▸ **Work required**
In the material below, the lines from the one containing "Mark the innermost point of each instance of the horse's" through the one containing "Mark the innermost point of each instance of the horse hoof" are to be given again exactly, ends included, and no others.
***** Recorded information
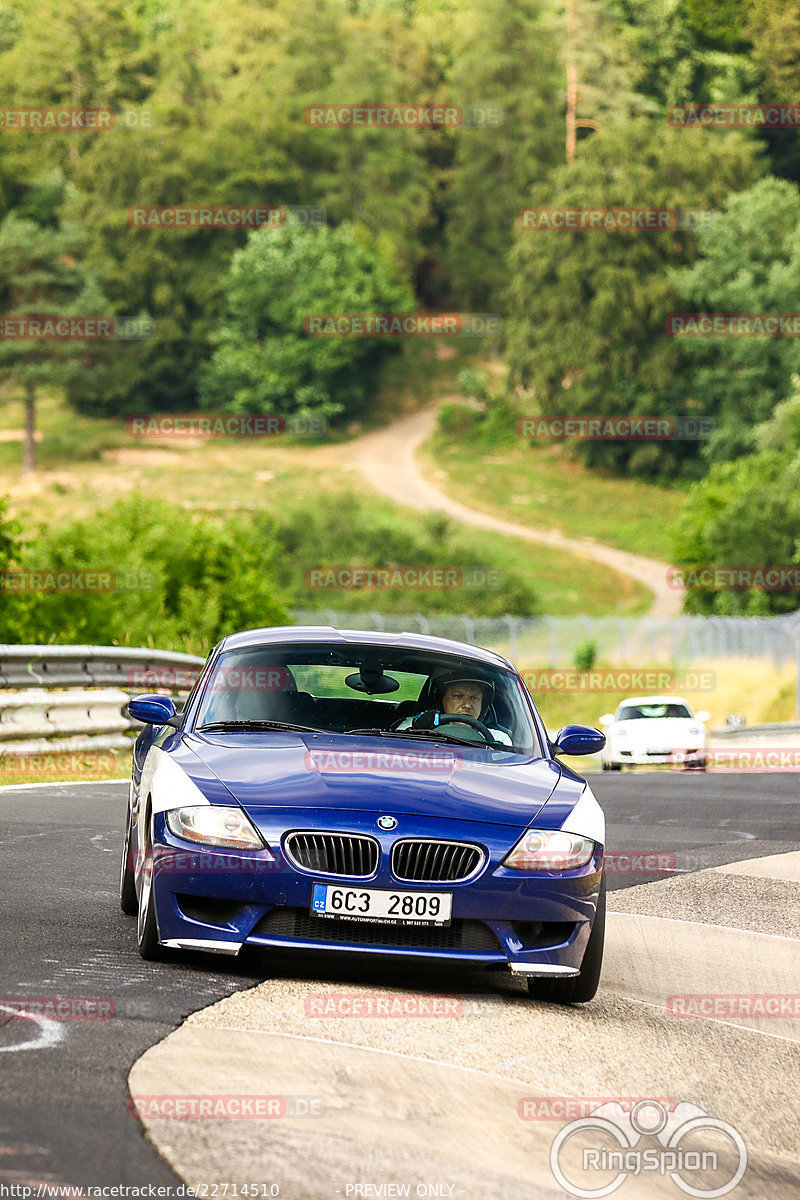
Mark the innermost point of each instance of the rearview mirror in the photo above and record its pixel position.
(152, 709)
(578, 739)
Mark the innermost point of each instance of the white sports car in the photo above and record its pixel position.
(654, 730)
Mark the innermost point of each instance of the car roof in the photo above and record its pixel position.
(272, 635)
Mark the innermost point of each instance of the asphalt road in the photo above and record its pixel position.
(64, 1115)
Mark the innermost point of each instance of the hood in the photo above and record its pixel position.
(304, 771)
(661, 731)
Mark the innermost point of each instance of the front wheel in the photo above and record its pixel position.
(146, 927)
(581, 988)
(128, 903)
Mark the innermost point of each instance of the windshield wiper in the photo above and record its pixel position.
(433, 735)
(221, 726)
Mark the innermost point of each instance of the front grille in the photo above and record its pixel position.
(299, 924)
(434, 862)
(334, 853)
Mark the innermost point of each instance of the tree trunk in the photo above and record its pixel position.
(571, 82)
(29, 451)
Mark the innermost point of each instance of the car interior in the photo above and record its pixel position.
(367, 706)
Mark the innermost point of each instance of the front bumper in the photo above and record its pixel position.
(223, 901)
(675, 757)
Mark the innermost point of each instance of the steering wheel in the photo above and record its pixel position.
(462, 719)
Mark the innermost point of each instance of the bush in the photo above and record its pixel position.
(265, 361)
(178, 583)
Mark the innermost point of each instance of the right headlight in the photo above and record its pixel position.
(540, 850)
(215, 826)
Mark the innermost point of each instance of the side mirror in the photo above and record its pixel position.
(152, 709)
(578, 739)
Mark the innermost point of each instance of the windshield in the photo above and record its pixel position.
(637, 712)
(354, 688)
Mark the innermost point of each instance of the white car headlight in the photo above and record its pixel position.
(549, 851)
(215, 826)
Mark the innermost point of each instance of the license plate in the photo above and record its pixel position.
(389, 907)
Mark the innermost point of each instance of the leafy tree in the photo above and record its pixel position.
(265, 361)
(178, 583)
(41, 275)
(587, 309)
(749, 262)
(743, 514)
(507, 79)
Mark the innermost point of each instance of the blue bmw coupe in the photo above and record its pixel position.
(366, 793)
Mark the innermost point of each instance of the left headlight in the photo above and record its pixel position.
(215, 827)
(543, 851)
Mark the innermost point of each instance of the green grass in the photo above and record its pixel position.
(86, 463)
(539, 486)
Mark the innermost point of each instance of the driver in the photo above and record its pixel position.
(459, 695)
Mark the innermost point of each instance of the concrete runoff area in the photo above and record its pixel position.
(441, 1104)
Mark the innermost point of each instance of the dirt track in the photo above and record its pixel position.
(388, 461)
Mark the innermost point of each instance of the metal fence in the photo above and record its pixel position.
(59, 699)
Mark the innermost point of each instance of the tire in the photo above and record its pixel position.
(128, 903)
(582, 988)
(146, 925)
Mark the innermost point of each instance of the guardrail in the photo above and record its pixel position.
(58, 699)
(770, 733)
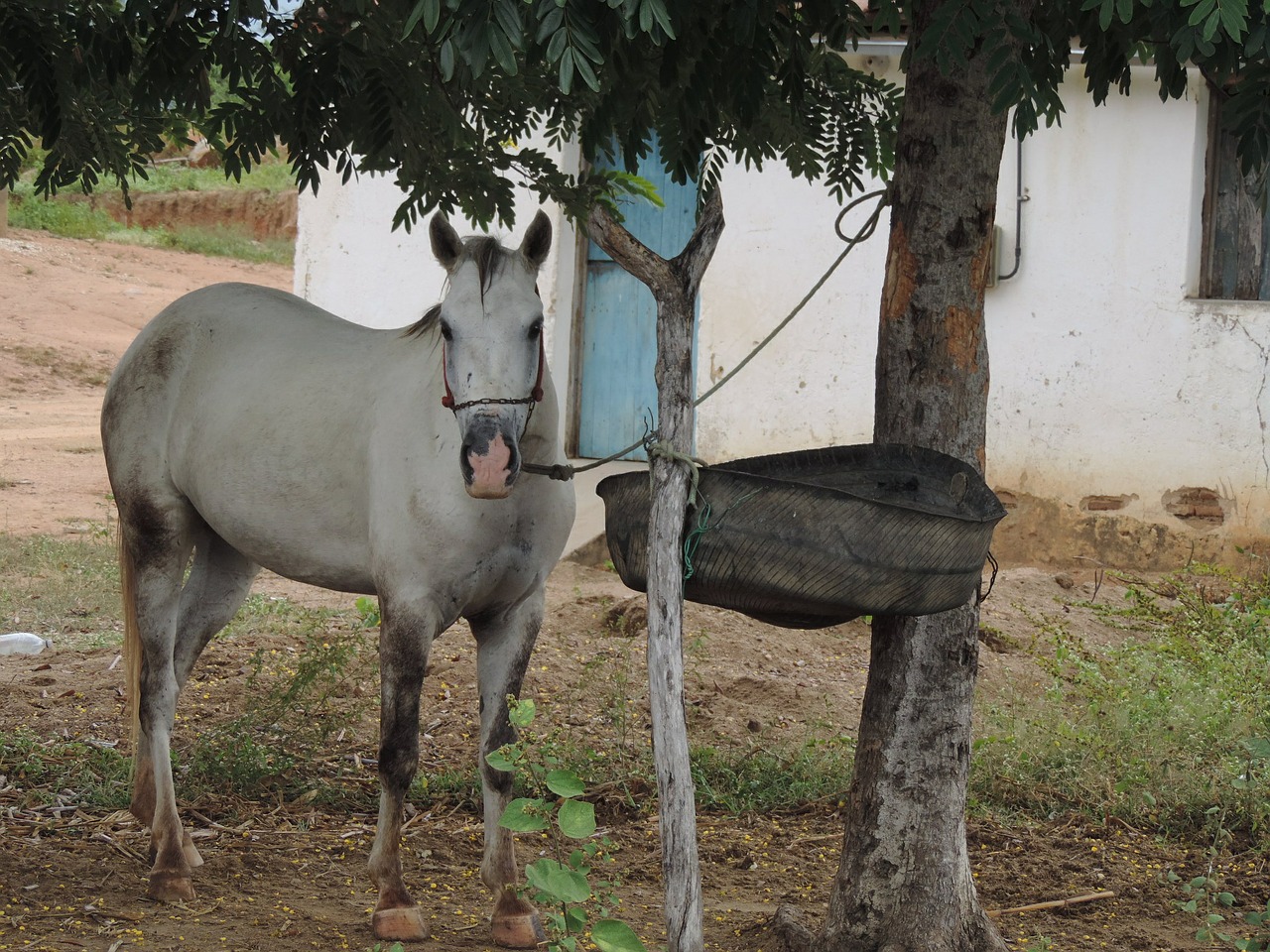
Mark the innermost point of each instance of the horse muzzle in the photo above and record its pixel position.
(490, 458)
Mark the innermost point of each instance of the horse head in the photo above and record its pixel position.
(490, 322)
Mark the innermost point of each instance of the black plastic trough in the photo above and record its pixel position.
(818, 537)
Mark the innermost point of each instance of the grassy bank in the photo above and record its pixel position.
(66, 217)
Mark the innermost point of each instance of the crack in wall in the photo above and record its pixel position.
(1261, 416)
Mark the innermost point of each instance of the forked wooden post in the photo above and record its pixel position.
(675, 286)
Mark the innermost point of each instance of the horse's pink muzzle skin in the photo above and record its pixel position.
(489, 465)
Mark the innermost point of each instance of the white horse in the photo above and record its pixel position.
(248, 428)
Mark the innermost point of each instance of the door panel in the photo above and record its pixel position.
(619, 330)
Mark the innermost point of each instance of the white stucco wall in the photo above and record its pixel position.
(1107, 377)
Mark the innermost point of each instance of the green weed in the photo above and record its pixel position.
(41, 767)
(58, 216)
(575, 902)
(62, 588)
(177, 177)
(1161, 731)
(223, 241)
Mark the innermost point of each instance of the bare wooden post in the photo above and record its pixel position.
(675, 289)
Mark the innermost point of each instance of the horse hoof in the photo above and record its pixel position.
**********
***** Recorded information
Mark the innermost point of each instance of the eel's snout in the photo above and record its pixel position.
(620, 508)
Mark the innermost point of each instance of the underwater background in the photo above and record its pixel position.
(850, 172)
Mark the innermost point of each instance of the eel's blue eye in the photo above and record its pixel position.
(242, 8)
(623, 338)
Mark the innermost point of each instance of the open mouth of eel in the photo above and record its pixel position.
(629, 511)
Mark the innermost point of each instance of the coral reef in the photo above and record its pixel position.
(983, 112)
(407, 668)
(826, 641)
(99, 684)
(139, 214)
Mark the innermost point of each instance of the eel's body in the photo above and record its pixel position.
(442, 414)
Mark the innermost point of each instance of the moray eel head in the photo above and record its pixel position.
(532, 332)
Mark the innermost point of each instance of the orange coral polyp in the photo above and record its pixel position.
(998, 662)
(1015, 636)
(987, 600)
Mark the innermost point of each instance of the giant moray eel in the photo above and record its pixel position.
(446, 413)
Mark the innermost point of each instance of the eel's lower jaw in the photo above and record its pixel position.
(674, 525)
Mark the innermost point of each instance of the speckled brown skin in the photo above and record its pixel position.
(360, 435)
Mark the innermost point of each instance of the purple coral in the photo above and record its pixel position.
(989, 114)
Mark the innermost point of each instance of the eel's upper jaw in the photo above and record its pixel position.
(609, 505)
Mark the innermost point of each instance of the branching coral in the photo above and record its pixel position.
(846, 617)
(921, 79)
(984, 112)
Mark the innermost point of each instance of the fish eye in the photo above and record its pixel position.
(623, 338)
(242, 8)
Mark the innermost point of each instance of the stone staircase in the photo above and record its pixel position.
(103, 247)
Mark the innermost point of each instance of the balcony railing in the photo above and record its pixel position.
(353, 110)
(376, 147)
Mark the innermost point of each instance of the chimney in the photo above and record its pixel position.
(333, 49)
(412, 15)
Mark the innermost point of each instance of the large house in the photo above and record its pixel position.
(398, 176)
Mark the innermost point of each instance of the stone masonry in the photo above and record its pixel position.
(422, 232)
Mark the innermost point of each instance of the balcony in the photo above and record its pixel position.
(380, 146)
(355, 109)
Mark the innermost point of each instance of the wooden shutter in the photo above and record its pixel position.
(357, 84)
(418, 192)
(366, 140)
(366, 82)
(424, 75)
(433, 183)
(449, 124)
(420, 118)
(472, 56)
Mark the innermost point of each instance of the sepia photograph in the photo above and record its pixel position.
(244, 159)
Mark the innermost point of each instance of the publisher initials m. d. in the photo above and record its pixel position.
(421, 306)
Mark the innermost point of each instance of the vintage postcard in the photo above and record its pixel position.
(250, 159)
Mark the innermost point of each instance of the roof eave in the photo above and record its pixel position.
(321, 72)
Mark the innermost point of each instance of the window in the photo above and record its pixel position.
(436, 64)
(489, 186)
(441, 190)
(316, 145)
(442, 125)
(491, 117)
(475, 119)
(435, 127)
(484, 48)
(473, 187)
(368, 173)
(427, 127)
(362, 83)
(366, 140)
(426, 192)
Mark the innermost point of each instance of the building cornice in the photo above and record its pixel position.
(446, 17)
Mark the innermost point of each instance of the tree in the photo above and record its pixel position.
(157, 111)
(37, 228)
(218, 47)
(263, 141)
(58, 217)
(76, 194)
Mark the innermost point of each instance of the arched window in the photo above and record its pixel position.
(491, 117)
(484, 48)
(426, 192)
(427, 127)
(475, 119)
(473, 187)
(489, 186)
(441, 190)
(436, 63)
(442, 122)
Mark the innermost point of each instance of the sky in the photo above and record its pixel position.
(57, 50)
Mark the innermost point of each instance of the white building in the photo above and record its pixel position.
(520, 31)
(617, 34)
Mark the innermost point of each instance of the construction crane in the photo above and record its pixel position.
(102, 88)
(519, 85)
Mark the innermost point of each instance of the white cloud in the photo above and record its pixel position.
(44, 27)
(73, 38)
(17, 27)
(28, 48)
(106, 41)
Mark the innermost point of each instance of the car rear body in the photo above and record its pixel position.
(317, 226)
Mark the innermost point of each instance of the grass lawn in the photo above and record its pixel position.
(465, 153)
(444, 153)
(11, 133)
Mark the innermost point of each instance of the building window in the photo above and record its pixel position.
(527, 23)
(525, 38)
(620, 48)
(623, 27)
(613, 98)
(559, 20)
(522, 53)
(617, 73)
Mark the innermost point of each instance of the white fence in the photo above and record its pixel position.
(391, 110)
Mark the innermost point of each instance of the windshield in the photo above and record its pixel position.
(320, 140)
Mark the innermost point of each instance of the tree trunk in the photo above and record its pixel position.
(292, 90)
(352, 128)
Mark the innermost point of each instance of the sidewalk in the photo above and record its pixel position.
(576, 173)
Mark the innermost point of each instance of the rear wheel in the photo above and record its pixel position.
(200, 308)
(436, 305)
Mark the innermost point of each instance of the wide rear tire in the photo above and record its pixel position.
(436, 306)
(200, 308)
**********
▸ **Answer space**
Mark the innermost point of each instance of the horse's pink muzzle skin in the photo above and record its pixel position.
(489, 465)
Mark the innermost point of each instance of the white horse in the photo above and record its pixel position.
(248, 428)
Mark the innermost point of each instance of the door panel in the photo above and record its pixel position.
(619, 330)
Mark the innermost point of each instance of the white stucco wall in the photo above and record its pixel position.
(1107, 377)
Mark the innermost point of each instance of the green weed in the photo above and record its pixel position.
(41, 767)
(58, 216)
(575, 902)
(62, 588)
(177, 177)
(1161, 731)
(223, 241)
Mark the innermost point of each instance of the bare wooden post in the photo above and record its pixel position.
(675, 289)
Mark the innermost point of each instance of the horse hoof in the photo above and record its pixel position.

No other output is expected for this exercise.